▶ _WHAT THIS TASK INVOLVES_: What is needed here is an exact copy of all the records below.

*** Opening of DATA LISTING ***

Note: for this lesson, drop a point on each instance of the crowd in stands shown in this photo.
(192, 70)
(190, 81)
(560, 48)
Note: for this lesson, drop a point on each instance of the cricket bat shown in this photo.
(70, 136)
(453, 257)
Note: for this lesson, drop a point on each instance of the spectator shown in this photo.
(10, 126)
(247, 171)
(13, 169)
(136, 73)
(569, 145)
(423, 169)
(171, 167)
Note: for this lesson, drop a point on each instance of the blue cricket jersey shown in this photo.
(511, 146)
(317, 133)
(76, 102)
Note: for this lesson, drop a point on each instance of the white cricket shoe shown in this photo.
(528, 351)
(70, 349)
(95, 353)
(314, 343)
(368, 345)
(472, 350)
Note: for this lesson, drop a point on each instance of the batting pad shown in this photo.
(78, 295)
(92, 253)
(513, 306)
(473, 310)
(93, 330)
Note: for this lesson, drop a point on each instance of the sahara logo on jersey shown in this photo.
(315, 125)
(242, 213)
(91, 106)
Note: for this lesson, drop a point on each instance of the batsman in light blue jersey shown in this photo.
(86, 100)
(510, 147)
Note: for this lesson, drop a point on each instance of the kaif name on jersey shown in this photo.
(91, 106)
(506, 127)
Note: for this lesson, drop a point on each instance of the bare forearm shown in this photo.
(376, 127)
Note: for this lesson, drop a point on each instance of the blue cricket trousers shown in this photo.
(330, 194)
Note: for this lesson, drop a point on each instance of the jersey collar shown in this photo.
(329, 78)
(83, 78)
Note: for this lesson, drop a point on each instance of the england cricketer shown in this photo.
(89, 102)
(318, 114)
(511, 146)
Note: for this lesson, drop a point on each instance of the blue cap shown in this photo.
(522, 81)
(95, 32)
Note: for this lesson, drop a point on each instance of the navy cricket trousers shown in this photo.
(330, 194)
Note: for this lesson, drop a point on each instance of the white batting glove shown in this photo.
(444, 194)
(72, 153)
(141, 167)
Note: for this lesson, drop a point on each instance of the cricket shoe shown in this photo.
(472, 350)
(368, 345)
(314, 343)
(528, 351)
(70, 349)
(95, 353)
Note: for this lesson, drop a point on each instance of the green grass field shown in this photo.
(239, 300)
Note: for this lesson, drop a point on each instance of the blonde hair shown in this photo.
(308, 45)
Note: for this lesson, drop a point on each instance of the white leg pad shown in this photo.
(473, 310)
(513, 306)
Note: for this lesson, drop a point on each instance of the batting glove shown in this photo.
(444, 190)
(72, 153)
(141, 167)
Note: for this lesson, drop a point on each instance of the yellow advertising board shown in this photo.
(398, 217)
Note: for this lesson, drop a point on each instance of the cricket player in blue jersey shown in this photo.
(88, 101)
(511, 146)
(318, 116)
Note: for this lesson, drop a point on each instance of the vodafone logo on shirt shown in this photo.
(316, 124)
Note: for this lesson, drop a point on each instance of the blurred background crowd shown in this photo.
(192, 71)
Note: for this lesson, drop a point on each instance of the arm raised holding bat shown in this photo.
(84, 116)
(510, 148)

*** Close of DATA LISTING ***

▶ _SOLUTION TO THIS TASK_:
Note: for this lesson, drop a point on each instance of the crowd in stands shown in this photo.
(192, 70)
(190, 81)
(560, 48)
Note: for this lesson, drop a point on each instance of the cricket bat shown in this photo.
(70, 136)
(453, 257)
Note: for this lesson, drop a point on each instance of the spectator shown in this photo.
(10, 126)
(247, 171)
(13, 169)
(136, 73)
(569, 145)
(423, 169)
(171, 167)
Note: for this lesson, drop a point on each instance of the blue cricket jersey shown in this photo.
(511, 146)
(317, 133)
(76, 102)
Note: for this lesson, drop a point on each instance of the white cricket shoe shown in this photo.
(528, 351)
(70, 349)
(95, 353)
(314, 343)
(368, 345)
(472, 350)
Note: for this lesson, drop a point on each instance of the batting pad shown in this photo.
(78, 295)
(92, 253)
(513, 306)
(473, 310)
(93, 330)
Note: for this lesson, drop a point on each instance of the sahara logo on jersey shown in this photo.
(315, 125)
(242, 213)
(91, 106)
Note: for this lesson, drop a point on each instance of the batsman in light blue jersey shown in this photo.
(86, 100)
(510, 147)
Note: for this lesson, drop a point on each instance of the kaif name on jersey shown in this photo.
(91, 106)
(506, 127)
Note: for this lesson, drop a point on each instance of the bare forearm shown in this photo.
(376, 127)
Note: for this lesson, drop a point on each instance of the blue cricket trousers shown in this photo.
(330, 194)
Note: for this lesson, drop a point on each instance of the jersey collar shown in this photo.
(329, 78)
(83, 78)
Note: for this lesson, drop a point on each instance of the england cricketer shown in this photo.
(89, 102)
(318, 114)
(511, 146)
Note: for this lesson, drop a point on each instance of the blue cap shown in this photo.
(522, 81)
(95, 32)
Note: for this lesson, drop a point on each instance of the navy cricket trousers shown in this photo.
(330, 194)
Note: for this lesson, drop a point on each instance of the white batting glove shown in this photo.
(444, 194)
(72, 153)
(141, 167)
Note: for this lesson, drop a point on each instance of the cricket shoe shown in this photo.
(472, 350)
(368, 345)
(314, 343)
(528, 351)
(70, 349)
(95, 353)
Note: for this lesson, drop a point on each instance of the green grass field shown in this photo.
(239, 300)
Note: for this lesson, drop a point on each instance of the blonde hair shown in this photo.
(308, 45)
Note: for this lesson, drop a point on each instance of the white leg pad shown in this photo.
(473, 310)
(513, 306)
Note: for this lesson, drop a point on each instance of the batting glove shown in this photo.
(444, 190)
(72, 153)
(141, 167)
Note: for this lesson, drop a point on each instance of the yellow advertising board shown in this photo.
(398, 217)
Note: for this lesson, drop a point on each instance of the cricket player in blue jersey shown in this photo.
(88, 101)
(511, 146)
(318, 116)
Note: for this lesson, drop a point on each instance of the vodafone logo on shirt shown in this photo.
(316, 124)
Note: for this lesson, drop a point on each instance of the blurred background crowd shown in this photo.
(192, 71)
Note: for this lesson, drop a point on each instance of the arm raised holding bat shown in this photo.
(84, 116)
(510, 148)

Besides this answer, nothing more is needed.